** PASSAGE TO READ **
** BEGIN **
There's a certain tipping point where you're not that healthy anymore, and what was okay before is not suck-up-able anymore.
I know, but now if that story is true and the lawsuit claims witnesses and all this kind of stuff and the police officers think nothing was wrong there, that's what happens to you when you get rid of these protections that keep you from being searched willy-nilly or anything like that.
Well, it's fucked up that if you search someone's ass for 14 hours and there's nothing up there, that guy should be able to search yours for 28. That should be the rule.
They're talking about that with these podcast troll lawsuits and everything to change the law that they're working on in D.C. would do some of that, would put some of the onus on these people who say these things, and if you lose your case, all of a sudden you're the one responsible for the damage.
Obviously people get something for nothing, right?
** END **
** TO BE DONE **
**1)** Can you retype the whole conversation transcript word for word?
**2)** Could you lay out the entries as a Markdown table with the columns Row and Line, from their first line up to and including the line with "POLYGON ((841 279, 893", skipping blank lines?
The conversation transcript and the entries are unrelated material.

** PROVIDED RECORDS **
** BEGIN **
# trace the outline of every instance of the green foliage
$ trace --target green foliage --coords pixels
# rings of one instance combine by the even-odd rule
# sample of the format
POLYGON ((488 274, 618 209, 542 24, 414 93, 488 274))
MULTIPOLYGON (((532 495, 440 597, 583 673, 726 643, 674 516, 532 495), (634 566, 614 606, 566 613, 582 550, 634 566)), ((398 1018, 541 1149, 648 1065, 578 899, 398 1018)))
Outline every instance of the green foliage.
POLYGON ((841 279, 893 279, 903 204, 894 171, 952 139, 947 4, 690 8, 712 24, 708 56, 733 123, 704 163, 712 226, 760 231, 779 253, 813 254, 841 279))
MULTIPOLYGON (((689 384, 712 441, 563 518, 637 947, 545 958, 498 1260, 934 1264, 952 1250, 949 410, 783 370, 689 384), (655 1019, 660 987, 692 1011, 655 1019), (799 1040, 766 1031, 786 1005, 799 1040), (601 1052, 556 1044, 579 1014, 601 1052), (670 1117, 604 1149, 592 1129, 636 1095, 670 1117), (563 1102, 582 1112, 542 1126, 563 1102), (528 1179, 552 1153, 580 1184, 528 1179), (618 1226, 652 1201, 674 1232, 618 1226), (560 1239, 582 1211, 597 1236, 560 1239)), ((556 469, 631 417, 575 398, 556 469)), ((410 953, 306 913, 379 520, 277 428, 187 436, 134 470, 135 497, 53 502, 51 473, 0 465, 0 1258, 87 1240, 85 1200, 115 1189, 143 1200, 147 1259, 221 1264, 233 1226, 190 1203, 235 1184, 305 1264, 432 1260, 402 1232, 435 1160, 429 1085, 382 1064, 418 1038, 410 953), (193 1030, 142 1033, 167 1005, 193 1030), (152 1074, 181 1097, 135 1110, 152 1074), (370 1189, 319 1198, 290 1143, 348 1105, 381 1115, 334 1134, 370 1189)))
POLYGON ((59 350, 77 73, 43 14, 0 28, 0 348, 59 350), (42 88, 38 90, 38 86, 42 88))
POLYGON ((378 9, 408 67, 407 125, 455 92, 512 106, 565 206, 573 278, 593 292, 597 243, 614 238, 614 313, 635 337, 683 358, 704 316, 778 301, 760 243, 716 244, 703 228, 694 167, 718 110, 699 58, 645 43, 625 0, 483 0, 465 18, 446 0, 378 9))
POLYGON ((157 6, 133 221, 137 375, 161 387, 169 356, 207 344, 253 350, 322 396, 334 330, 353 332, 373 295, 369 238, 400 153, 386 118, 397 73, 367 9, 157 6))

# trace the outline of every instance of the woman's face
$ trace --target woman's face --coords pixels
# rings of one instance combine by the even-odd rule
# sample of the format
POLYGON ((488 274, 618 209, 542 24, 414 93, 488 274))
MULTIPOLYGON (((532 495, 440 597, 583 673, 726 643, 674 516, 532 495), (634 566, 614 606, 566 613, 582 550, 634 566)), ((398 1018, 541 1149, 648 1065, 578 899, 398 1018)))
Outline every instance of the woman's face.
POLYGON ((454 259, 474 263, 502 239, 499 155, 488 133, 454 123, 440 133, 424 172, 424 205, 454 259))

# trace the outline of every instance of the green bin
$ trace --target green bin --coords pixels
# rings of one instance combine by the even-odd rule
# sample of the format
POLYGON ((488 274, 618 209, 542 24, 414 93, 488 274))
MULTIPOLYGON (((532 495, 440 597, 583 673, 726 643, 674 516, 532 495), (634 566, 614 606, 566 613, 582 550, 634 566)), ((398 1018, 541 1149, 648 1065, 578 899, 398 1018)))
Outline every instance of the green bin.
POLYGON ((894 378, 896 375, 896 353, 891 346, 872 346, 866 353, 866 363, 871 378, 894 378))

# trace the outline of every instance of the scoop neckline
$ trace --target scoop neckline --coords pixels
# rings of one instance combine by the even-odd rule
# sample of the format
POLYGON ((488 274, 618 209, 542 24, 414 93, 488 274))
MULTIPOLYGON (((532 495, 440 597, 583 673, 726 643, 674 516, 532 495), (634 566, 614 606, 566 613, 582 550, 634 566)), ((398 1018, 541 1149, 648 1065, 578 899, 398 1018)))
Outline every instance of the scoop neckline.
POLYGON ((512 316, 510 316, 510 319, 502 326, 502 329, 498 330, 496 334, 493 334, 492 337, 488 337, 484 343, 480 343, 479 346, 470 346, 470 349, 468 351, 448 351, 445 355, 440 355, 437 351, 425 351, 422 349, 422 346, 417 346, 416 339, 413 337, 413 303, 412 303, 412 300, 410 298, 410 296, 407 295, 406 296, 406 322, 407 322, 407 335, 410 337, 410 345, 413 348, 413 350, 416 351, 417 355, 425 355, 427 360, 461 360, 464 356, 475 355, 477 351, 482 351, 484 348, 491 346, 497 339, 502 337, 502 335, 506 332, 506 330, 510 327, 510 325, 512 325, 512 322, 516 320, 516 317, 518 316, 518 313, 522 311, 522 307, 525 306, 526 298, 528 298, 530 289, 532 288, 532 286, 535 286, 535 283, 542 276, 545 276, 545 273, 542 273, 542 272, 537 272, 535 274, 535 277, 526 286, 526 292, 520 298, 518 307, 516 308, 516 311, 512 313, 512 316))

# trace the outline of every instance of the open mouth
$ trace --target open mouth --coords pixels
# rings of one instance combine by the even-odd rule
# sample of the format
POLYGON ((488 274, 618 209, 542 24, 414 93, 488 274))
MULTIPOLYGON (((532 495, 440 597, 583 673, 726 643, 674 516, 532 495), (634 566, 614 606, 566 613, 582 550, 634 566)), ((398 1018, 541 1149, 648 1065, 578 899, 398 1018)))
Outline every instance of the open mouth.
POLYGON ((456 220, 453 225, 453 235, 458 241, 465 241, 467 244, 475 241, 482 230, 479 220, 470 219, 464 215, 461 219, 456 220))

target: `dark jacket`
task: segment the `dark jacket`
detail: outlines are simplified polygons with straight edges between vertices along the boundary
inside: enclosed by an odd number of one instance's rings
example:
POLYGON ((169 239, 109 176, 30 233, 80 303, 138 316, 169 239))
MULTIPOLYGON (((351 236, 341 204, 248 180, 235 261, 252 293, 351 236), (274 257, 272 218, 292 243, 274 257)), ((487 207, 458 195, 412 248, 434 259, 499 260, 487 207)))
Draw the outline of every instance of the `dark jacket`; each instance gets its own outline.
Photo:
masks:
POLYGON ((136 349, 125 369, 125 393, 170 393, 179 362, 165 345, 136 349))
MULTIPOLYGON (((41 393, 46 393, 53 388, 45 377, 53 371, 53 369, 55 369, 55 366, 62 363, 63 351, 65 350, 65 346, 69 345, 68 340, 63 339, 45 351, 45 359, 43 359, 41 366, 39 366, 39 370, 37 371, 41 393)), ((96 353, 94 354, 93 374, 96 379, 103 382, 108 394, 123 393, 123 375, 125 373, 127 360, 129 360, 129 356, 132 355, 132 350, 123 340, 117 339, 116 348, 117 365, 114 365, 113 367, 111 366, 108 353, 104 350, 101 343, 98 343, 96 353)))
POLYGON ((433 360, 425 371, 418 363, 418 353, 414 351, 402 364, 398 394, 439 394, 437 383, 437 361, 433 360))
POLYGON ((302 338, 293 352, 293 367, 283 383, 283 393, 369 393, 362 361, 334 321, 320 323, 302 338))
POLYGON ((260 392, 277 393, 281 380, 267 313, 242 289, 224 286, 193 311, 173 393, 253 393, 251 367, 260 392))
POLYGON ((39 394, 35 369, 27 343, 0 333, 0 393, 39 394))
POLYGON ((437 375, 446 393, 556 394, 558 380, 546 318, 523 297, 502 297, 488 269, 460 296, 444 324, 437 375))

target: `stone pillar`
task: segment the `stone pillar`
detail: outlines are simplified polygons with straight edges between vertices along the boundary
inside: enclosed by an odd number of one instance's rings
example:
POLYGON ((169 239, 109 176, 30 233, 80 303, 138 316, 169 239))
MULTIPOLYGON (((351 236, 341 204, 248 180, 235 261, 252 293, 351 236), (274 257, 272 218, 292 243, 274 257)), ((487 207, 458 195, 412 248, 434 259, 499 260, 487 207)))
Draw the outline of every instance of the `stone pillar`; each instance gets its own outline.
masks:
** END **
** RESPONSES FOR EACH TASK **
**1)**
There's a certain tipping point where you're not that healthy anymore, and what was okay before is not suck-up-able anymore.
I know, but now if that story is true and the lawsuit claims witnesses and all this kind of stuff and the police officers think nothing was wrong there, that's what happens to you when you get rid of these protections that keep you from being searched willy-nilly or anything like that.
Well, it's fucked up that if you search someone's ass for 14 hours and there's nothing up there, that guy should be able to search yours for 28. That should be the rule.
They're talking about that with these podcast troll lawsuits and everything to change the law that they're working on in D.C. would do some of that, would put some of the onus on these people who say these things, and if you lose your case, all of a sudden you're the one responsible for the damage.
Obviously people get something for nothing, right?

**2)**
| Row | Line |
|---|---|
| 1 | # trace the outline of every instance of the green foliage |
| 2 | $ trace --target green foliage --coords pixels |
| 3 | # rings of one instance combine by the even-odd rule |
| 4 | # sample of the format |
| 5 | POLYGON ((488 274, 618 209, 542 24, 414 93, 488 274)) |
| 6 | MULTIPOLYGON (((532 495, 440 597, 583 673, 726 643, 674 516, 532 495), (634 566, 614 606, 566 613, 582 550, 634 566)), ((398 1018, 541 1149, 648 1065, 578 899, 398 1018))) |
| 7 | Outline every instance of the green foliage. |
| 8 | POLYGON ((841 279, 893 279, 903 204, 894 171, 952 139, 947 4, 690 8, 712 24, 708 56, 733 123, 704 163, 712 226, 760 231, 779 253, 813 254, 841 279)) |